====== Text block
I think by looking at decolonization as a complex process that has unfolded over a longer set of time or period of time, involving multiple actors, not just colonizer and colonized,it helps to inform geopolitics in the present when there is a great deal of discussion about a multipolar world or the dissolution of a post World War II order potentially. This complexity helps us to understand that there are certain tensions in the global political order established after World War II but never really resolved, and that these tensions continue to play out in the Western Sahara conflict today.
Tait
Why did you pursue a PHD and a career path in academia versus joining a research center out of your MS or MA program? What does academia give you?
Drury
It gives you a certain amount of time to think deeply and read widely, which once it’s over, you realize it is precious, valuable, and almost unique to do so in a stimulating environment where you get to be around, think, and constantly talk with fascinating people. Meeting wonderful, interesting people is the most important part, I think, when you say why academia and not other realms. It also enables – in particular anthropology and, say, Middle East studies – to think critically about questions of political judgment.
Questions like the relationship between politics and ethics and what it means to respond politically and to develop a certain judgment about events unfolding around us. That while also considering the moral and ethical relationship for the complexity of how people behave and respond certain ways and how I may develop my own behaviors and responses in relation to this political realm that might be quite different from others. That is such a deep question that goes beyond policy that I will never fully resolve. I think I go into academia in part to try and grasp and understand political judgment. For instance, last week, there was a really fascinating book talk on UN intervention in Libya, which happened during my PhD studies. And I remember talking with people about it, reading really thoughtful responses, realizing that in many ways my response was wrong. But, I relied on other people and in turn, developed my own sense of judgment through reading and thinking carefully and critically with and among others. That is the quintessential example of the relationship between doctoral studies and understanding the world around us.
Tait
Can you talk about what your academic year looks like? I know you’d be teaching a class in the spring, so I’d love to hear a bit more about that.
============
● **Required task**: Extend the interview on decolonization and academic life, picking up after its last line. The items are separate material with no connection to the interview.
====== Dataset content
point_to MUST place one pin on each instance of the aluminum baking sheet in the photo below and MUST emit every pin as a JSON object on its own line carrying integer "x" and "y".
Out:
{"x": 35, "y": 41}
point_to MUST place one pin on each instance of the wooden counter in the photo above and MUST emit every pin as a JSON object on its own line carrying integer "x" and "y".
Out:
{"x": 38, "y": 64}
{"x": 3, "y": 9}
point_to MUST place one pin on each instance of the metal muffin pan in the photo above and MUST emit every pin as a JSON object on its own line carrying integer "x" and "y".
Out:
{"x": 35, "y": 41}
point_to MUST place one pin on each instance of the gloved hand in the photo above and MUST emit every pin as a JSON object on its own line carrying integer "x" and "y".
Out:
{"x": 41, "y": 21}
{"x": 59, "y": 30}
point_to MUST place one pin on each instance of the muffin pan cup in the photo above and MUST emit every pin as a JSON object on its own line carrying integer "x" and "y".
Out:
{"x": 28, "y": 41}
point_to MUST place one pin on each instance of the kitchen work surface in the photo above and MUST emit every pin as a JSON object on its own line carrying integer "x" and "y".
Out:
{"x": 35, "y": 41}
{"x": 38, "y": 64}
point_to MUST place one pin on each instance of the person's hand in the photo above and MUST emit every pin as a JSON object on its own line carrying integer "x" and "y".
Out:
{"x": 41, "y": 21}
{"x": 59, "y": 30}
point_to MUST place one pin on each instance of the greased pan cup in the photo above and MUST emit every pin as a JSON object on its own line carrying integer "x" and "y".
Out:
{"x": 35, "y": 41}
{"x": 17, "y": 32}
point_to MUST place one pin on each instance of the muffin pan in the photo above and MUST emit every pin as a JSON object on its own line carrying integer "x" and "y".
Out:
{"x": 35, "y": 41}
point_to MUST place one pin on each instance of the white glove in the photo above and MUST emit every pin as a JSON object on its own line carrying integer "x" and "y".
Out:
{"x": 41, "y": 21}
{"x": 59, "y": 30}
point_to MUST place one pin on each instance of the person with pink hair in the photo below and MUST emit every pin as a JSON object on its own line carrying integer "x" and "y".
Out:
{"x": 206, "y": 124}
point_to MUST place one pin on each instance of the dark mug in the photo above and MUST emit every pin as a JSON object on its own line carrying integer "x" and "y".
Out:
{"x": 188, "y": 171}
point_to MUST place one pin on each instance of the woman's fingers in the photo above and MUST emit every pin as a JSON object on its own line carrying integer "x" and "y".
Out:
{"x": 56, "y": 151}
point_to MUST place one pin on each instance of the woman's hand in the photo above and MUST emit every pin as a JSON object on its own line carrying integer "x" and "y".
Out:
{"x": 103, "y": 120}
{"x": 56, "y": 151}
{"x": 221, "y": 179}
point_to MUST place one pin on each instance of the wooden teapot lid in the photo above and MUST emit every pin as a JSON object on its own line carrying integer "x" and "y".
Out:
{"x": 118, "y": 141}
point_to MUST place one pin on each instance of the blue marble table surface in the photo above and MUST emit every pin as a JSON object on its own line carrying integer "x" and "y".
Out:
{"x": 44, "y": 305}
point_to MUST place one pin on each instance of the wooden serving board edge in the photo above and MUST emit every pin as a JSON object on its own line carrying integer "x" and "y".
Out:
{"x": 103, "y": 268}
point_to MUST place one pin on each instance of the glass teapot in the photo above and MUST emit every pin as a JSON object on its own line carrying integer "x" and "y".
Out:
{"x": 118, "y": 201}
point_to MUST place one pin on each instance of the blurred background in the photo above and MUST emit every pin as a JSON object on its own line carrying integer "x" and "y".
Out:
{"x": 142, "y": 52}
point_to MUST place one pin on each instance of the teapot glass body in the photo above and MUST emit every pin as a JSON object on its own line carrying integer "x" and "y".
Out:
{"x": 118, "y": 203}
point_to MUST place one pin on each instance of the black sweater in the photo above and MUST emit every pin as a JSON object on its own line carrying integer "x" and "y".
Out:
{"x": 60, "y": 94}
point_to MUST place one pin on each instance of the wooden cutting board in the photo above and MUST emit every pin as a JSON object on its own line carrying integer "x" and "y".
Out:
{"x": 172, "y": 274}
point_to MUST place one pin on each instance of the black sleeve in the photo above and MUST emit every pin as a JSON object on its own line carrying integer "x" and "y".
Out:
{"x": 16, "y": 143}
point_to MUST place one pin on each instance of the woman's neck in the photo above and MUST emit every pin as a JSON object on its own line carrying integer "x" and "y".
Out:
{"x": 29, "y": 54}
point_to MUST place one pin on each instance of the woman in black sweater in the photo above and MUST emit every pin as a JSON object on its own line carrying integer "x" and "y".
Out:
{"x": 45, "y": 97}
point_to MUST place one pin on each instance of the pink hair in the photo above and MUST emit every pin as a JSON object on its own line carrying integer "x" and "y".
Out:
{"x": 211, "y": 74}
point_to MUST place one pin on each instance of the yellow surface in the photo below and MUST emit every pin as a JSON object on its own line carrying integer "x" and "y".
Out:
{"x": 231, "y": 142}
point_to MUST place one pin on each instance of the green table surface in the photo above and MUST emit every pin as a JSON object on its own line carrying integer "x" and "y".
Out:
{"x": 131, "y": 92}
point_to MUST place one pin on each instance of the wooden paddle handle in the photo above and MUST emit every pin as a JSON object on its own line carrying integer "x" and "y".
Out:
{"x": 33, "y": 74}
============
● **Response**:
Drury
As I mentioned earlier, I’ll be working on the book manuscript on the histories of decolonization in Northwest Africa revolving around the Western Sahara conflict through several moments from the 1950s to the present. I’ll be continuing research in Mauritania that I described, and then I’ll be teaching a course on the Sahara that begins with this recognition that the Sahara is often reduced to somewhat simple metaphors, like a barrier or a bridge. In order to move beyond those metaphors, the course explores the region in its complexity through several topics or themes, including authority. So that’s a way of thinking about different forms of authority and how they have been transformed by and through not only colonialism and modernity, but also decolonization. We will be looking at different political formations that emerged in and across the Sahara then we will be looking at mobility, which is extremely complex and really important to the region. This includes contemporary transnational migration, but also different ways in which trans-Saharan trade has been understood through different practices and modalities of movement. We will also be looking at hierarchies within certain Saharan social formations. The Sahara is often seen as a frontier in constructions of race within and in relation to Arab identities in North Africa and Northwest Africa, so we will pay careful attention to those. Lastly, we will situate how the Sahara is understood as a specific environmental and ecological region. I think in the Middle East and North African Studies, that the question of region is always unavoidable. The Sahara is a region that is both overlooked or is treated as a margin dividing other regions. It helps to center the question “what are area studies good for?”
Tait
What is one thing you would like the CCAS community to know about you?
Drury
Thinking about the Sahara, one would be that it is still where I had my favorite breakfast ever, made up of locally made bread, camel’s milk, sheep’s butter, and then honey from Mali. So it was both local and transnational, which is quintessentially Sahara. I think another thing is that I hear that dancing is popular here, and right now I am into a song called Badala Zamana by an Algerian singer known as Zohra [who now goes by the name Dihya]. I’m eager to dance to that at one of the [CCAS] dance parties.
Coco Tait is the Events and Program Manager at CCAS.